### WORK INSTRUCTIONS
Copy exactly the lines from the one containing "The component shall return one point per instance of the handbag" through the last line of the records below, including both, and leave out any pictures.

### PROVIDED ENTRIES

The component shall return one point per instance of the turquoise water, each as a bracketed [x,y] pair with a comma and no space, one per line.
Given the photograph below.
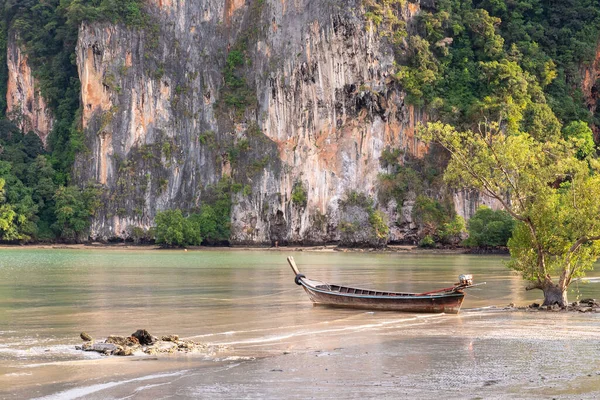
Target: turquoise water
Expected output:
[244,299]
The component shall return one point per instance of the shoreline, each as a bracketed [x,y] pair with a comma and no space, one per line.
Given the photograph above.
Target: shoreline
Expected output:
[405,249]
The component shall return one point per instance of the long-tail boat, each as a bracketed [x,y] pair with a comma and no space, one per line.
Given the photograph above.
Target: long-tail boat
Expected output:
[447,300]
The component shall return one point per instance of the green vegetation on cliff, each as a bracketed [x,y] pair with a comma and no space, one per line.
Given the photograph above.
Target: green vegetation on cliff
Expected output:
[37,202]
[470,63]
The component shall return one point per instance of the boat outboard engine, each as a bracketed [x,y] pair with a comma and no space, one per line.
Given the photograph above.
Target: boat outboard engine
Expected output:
[465,280]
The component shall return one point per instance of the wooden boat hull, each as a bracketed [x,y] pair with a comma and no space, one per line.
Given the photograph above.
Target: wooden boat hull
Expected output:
[443,303]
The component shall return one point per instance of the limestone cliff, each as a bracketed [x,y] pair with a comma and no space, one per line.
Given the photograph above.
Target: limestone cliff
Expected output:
[591,87]
[25,105]
[320,109]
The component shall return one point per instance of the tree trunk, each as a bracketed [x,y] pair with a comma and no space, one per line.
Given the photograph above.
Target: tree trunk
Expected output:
[553,294]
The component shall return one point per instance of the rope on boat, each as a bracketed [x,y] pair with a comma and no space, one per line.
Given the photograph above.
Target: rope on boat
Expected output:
[298,277]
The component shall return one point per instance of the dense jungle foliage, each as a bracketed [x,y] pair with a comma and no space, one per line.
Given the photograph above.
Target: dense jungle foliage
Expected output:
[517,63]
[38,202]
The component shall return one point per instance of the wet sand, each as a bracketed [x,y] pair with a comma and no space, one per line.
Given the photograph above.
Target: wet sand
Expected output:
[278,344]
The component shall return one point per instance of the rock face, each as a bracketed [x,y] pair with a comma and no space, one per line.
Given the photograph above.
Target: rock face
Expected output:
[591,87]
[25,105]
[318,110]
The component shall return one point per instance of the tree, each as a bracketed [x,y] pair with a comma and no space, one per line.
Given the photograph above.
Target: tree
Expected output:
[173,229]
[544,186]
[74,209]
[490,228]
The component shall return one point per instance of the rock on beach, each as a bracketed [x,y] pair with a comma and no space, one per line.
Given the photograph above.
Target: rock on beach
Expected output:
[142,342]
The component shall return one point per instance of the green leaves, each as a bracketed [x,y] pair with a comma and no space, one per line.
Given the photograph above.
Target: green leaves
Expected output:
[546,182]
[74,209]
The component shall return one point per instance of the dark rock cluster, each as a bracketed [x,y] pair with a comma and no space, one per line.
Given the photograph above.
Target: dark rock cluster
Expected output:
[142,342]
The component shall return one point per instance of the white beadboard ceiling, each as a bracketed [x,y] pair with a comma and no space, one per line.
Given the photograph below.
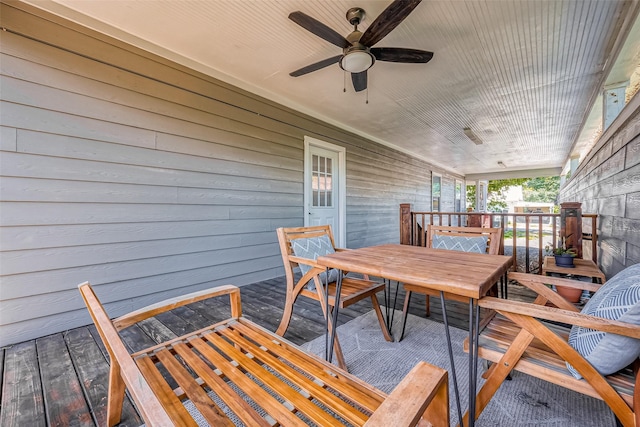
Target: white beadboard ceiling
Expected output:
[521,74]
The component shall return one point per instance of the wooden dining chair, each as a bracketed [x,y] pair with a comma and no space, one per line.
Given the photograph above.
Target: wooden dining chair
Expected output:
[300,246]
[465,239]
[594,352]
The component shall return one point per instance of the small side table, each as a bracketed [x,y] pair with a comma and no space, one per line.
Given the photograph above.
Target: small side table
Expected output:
[583,267]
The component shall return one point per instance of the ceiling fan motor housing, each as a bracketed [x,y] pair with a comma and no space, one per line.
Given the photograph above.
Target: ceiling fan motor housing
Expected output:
[355,15]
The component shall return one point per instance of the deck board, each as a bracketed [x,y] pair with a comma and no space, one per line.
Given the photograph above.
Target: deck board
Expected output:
[25,383]
[64,401]
[22,400]
[93,373]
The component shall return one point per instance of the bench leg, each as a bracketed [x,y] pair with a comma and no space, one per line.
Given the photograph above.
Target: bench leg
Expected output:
[286,316]
[499,371]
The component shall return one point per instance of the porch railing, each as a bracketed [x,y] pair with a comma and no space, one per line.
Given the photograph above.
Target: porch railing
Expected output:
[526,235]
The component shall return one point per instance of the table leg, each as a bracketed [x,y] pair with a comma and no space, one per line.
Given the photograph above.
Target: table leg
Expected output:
[474,325]
[451,361]
[391,311]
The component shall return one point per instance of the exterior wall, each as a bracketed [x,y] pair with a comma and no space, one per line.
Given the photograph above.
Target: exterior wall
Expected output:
[608,183]
[151,180]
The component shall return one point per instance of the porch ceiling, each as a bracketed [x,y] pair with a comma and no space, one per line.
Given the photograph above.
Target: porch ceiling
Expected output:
[521,74]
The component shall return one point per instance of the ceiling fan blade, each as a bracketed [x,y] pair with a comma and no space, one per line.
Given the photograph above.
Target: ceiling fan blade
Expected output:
[359,81]
[319,29]
[316,66]
[400,54]
[393,15]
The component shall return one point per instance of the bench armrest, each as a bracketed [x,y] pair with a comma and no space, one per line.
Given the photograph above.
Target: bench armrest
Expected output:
[559,315]
[171,303]
[423,393]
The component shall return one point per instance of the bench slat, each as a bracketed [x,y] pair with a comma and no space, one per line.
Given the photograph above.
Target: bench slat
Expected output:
[283,390]
[230,397]
[172,405]
[362,392]
[319,393]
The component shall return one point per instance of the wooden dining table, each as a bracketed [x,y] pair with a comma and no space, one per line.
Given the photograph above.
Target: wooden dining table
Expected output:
[463,274]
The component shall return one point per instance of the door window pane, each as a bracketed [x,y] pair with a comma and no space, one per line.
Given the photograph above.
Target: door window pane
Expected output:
[321,181]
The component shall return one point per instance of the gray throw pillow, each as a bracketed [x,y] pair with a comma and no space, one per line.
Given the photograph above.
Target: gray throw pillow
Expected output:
[312,248]
[460,243]
[618,299]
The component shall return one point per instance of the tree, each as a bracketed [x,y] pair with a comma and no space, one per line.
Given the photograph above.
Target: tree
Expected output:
[495,193]
[543,189]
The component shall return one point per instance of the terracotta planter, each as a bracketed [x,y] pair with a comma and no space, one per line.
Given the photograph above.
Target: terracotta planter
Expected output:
[570,294]
[564,260]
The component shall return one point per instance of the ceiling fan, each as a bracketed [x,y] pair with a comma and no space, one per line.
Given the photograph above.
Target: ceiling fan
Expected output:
[358,55]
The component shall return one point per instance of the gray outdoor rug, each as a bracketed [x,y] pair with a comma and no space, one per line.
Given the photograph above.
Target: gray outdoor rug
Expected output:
[523,401]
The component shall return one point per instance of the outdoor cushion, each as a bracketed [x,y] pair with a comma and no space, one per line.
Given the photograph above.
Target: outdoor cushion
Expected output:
[460,243]
[312,248]
[618,299]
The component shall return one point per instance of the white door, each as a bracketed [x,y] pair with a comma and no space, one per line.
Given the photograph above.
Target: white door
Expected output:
[324,186]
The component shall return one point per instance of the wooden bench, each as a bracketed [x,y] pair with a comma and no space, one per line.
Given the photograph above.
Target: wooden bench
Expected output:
[532,338]
[236,371]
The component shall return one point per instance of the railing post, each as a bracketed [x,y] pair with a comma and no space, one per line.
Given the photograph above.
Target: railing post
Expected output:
[405,224]
[571,225]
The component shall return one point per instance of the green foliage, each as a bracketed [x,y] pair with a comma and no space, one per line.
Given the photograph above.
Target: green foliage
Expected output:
[542,189]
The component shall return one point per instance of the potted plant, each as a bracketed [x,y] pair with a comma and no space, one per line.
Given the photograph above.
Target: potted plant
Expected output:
[564,258]
[564,255]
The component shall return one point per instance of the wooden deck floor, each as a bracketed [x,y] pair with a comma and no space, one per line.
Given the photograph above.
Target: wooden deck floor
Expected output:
[62,379]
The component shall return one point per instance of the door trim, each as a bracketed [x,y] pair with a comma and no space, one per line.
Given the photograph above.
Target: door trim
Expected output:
[341,237]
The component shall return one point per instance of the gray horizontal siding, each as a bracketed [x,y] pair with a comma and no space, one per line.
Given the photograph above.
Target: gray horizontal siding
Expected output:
[151,180]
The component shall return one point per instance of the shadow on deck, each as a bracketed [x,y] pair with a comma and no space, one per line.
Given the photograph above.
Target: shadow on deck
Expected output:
[62,379]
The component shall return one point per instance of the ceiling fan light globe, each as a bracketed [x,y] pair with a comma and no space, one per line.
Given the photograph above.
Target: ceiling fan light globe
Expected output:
[356,62]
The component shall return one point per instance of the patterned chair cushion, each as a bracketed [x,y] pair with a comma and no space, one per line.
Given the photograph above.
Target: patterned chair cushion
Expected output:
[312,248]
[618,299]
[460,243]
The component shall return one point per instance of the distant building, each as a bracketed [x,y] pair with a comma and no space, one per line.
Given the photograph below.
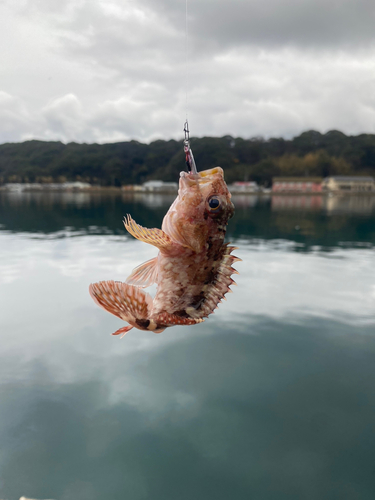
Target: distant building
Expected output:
[353,184]
[243,187]
[159,187]
[297,185]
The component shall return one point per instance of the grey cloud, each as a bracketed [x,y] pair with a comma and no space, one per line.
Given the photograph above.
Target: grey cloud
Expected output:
[272,23]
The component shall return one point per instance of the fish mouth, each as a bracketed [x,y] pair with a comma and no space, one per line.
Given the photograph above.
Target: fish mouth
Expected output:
[204,177]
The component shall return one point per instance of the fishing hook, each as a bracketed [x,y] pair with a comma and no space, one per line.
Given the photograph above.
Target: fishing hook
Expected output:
[189,158]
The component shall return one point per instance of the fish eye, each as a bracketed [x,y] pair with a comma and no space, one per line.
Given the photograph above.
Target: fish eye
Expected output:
[214,203]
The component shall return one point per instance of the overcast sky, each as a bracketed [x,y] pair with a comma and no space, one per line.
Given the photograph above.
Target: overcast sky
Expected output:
[113,70]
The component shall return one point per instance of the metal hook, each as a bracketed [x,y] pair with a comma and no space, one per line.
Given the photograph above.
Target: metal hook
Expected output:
[189,158]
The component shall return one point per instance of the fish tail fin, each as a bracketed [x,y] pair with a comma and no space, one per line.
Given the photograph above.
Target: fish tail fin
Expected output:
[127,302]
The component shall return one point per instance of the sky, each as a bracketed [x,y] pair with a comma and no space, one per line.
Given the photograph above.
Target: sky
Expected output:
[117,70]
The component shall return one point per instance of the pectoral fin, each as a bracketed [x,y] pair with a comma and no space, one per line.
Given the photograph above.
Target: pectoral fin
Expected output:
[144,275]
[153,236]
[167,319]
[127,302]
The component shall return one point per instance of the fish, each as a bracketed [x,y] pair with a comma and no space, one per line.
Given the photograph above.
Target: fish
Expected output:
[193,268]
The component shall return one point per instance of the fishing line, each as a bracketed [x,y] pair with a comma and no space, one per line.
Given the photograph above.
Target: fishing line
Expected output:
[189,158]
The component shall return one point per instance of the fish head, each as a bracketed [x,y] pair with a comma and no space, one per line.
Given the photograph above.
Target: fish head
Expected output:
[201,210]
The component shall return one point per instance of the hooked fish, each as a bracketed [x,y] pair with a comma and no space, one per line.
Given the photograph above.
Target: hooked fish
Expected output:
[193,268]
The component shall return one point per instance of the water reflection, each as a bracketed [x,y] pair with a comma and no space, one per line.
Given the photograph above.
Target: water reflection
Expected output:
[308,220]
[271,398]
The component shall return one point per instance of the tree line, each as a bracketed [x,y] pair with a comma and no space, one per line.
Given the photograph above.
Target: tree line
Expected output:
[132,162]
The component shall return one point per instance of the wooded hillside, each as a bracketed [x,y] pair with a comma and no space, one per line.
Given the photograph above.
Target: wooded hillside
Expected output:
[309,154]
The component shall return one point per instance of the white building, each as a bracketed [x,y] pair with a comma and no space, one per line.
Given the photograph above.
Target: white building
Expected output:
[351,184]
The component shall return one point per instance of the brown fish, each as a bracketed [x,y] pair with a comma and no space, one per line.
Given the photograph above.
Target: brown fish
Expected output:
[193,268]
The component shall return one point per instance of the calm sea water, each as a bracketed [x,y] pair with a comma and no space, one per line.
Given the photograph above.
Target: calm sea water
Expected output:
[271,398]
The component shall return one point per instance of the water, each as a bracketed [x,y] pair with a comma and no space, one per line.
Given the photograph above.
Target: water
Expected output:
[271,398]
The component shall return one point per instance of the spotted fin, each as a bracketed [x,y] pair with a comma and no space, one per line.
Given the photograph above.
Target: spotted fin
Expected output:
[144,275]
[153,236]
[122,331]
[167,319]
[127,302]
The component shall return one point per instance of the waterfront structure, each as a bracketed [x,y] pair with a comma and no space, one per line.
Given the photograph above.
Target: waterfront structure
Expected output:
[349,184]
[243,187]
[297,185]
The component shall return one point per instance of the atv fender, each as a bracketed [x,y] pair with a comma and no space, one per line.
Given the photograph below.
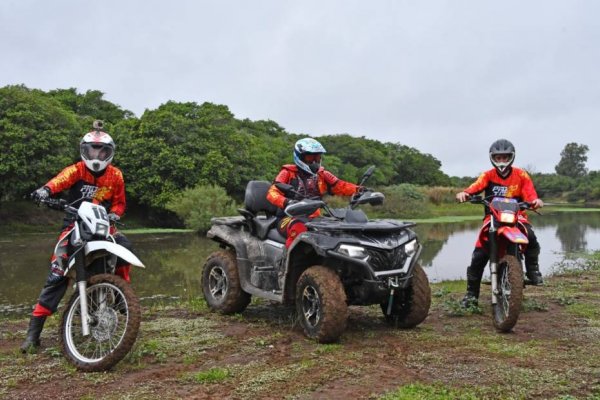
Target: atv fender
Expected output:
[246,248]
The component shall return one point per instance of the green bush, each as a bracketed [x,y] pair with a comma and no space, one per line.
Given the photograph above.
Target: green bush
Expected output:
[198,205]
[405,201]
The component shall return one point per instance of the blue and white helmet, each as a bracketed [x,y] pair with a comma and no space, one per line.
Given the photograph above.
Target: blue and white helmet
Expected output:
[305,147]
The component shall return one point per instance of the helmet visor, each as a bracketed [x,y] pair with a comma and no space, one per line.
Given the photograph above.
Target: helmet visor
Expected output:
[96,151]
[310,158]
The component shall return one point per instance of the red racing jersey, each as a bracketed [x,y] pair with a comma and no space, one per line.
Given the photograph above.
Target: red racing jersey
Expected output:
[323,182]
[107,189]
[517,185]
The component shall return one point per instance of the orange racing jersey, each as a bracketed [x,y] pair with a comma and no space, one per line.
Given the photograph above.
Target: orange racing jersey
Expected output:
[517,185]
[107,188]
[318,185]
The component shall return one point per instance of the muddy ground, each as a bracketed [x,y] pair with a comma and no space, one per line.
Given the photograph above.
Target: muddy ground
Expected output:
[185,351]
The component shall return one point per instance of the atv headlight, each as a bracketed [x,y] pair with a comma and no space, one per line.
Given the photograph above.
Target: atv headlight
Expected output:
[410,248]
[353,251]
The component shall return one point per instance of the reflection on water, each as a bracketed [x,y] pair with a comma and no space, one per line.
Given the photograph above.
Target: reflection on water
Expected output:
[174,260]
[448,247]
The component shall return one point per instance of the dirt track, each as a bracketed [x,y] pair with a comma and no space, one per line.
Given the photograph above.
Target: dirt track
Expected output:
[185,351]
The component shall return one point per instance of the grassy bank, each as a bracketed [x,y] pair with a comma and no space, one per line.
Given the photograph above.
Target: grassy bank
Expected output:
[184,350]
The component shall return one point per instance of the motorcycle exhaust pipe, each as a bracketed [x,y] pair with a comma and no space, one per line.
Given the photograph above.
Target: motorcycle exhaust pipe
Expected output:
[494,273]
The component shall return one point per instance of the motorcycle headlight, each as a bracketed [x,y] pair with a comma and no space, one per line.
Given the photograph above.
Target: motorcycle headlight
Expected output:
[353,251]
[508,217]
[410,248]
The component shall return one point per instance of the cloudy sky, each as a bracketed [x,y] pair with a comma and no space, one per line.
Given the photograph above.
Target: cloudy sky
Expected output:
[445,77]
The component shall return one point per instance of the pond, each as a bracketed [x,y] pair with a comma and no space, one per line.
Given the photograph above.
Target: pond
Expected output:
[174,260]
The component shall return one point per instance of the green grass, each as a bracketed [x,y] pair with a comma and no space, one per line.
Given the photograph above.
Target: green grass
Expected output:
[154,230]
[419,391]
[212,375]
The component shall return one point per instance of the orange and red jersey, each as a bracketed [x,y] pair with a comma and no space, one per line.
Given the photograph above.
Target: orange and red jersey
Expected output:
[517,185]
[323,182]
[107,188]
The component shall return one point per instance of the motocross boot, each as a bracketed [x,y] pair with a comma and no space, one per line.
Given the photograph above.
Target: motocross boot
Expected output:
[534,276]
[32,341]
[474,275]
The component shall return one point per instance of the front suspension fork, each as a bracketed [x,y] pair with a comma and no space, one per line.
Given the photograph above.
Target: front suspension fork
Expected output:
[393,284]
[494,263]
[80,277]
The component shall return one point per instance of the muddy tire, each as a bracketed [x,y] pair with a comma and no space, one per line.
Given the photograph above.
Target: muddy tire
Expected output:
[115,312]
[510,286]
[221,284]
[410,306]
[321,304]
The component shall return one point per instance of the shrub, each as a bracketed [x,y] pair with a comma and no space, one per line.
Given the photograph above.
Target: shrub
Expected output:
[441,194]
[405,200]
[198,205]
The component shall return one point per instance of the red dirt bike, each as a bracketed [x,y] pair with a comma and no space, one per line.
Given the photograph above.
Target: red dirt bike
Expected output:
[507,240]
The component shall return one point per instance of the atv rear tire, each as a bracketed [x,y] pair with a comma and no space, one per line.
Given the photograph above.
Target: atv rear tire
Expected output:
[221,284]
[321,304]
[410,306]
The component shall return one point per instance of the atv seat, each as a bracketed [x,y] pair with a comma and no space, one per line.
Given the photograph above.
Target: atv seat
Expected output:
[262,212]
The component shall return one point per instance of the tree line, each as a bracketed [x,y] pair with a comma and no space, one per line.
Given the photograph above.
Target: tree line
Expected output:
[179,146]
[176,146]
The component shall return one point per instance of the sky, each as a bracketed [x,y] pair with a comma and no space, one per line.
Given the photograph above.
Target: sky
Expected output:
[445,77]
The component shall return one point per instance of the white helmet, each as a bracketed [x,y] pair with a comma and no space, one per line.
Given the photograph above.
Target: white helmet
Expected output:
[97,149]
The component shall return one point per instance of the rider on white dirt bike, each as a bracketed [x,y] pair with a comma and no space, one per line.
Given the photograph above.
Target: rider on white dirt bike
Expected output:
[93,178]
[503,180]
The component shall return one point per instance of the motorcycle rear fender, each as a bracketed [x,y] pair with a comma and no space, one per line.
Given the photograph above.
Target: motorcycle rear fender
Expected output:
[513,234]
[115,249]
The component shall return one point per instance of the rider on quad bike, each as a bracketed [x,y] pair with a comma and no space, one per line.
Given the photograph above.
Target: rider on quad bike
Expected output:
[341,258]
[308,179]
[503,180]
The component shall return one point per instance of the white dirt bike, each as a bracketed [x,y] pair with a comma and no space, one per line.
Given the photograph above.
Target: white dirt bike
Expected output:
[101,320]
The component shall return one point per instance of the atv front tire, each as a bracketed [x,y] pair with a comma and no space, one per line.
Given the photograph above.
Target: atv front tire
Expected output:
[221,284]
[321,304]
[410,306]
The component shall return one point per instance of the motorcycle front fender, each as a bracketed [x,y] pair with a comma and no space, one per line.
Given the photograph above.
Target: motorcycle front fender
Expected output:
[513,234]
[115,249]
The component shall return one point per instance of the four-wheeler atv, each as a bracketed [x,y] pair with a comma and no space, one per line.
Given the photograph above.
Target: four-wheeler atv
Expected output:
[343,259]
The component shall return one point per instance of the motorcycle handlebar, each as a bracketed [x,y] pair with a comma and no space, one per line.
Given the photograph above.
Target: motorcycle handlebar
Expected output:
[523,205]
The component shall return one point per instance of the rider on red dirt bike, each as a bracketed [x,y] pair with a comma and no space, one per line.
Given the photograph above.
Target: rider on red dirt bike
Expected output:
[506,181]
[92,178]
[308,178]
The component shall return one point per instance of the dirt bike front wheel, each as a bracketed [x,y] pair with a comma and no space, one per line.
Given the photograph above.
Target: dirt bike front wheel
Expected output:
[510,293]
[115,316]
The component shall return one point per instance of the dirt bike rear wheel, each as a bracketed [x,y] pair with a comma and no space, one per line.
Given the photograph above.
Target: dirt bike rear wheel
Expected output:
[321,304]
[510,293]
[115,320]
[411,306]
[221,284]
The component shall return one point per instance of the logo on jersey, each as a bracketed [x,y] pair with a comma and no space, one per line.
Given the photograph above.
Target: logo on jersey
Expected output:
[88,191]
[500,191]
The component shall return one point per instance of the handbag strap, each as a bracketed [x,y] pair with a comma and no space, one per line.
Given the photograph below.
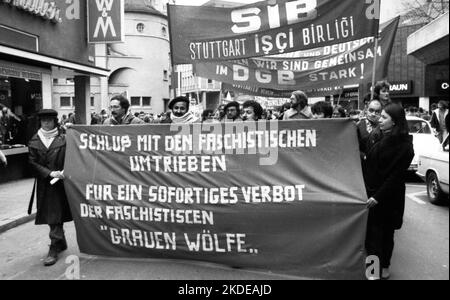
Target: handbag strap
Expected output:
[30,206]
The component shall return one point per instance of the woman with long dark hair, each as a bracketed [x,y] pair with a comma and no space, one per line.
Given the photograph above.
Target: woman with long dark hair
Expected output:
[387,162]
[47,154]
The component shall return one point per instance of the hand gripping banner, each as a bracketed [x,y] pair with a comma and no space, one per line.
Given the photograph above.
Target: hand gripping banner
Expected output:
[281,196]
[267,28]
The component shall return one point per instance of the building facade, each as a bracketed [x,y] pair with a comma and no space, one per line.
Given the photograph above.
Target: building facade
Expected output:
[37,44]
[140,67]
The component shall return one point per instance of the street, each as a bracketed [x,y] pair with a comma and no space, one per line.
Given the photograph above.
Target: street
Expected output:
[421,252]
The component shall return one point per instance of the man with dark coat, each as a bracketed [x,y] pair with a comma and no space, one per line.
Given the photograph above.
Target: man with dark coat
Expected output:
[47,153]
[387,162]
[438,120]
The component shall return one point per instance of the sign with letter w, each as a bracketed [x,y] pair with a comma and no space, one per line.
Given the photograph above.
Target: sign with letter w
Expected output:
[106,21]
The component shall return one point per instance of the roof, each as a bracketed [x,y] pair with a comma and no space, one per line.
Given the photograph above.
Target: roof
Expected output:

### RESPONSE TO THE TASK
The component shall return one point per instance of the handbag strap, each as a bracketed [x,y] pair with a comma and no space, one per line.
Given the photograph below.
Target: handbag strap
Expected output:
[30,206]
The component shall return one point per instance of the woman with long dark hair, each as a bracketed [x,y] pair with a comma and no space, one per line.
Given the photograph above.
Target: woman with long dark hair
Expected output:
[387,162]
[47,154]
The component shall return one point per instance of the hand gripping banner, each as a bracketed [x,y] pair with a comma and no space, one per line.
Given the photograph above.
Target: hand gripping banner
Expected output:
[281,196]
[267,28]
The component shall return one point per instance of the building facade, each as a bracketed [x,y] pair with a comma and no space, one per line.
Given the photograph above.
Target: building facade
Expected output:
[37,44]
[140,67]
The component shall return one point per instance of the street, each as a bracketed [x,y] pair with a comma and no space, one per line.
Given the photograph above.
Target: street
Expected output:
[421,252]
The component shall return one point per instance of the man with dark coat, each as a bracketed [x,y] pair with a comma and no space, one per line.
Given the photograph above.
Target: man with dark coat
Expected output:
[47,153]
[387,162]
[438,120]
The component shall return one point per instance of the sign with letter w, each as a bracketed [x,y] pair with a comma and no space, one per line.
Given the photograph above.
Target: sign with letter w
Expected output:
[106,21]
The component shall return one point per instance of the roof, each as a bracketed [x,y] pair with a comma and no space, one per line.
Given the photograph above.
Target: roof
Expected output:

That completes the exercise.